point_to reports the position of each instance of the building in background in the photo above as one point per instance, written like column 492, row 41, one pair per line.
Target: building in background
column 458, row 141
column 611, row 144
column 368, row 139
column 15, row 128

> _SHORT TASK_
Return each line of the data exactly as written above.

> _PROBLEM SOLUTION_
point_to reports the position of each instance of the building in background in the photo above as one point per instance, written like column 492, row 41, one pair per line.
Target: building in background
column 458, row 141
column 611, row 144
column 368, row 139
column 15, row 128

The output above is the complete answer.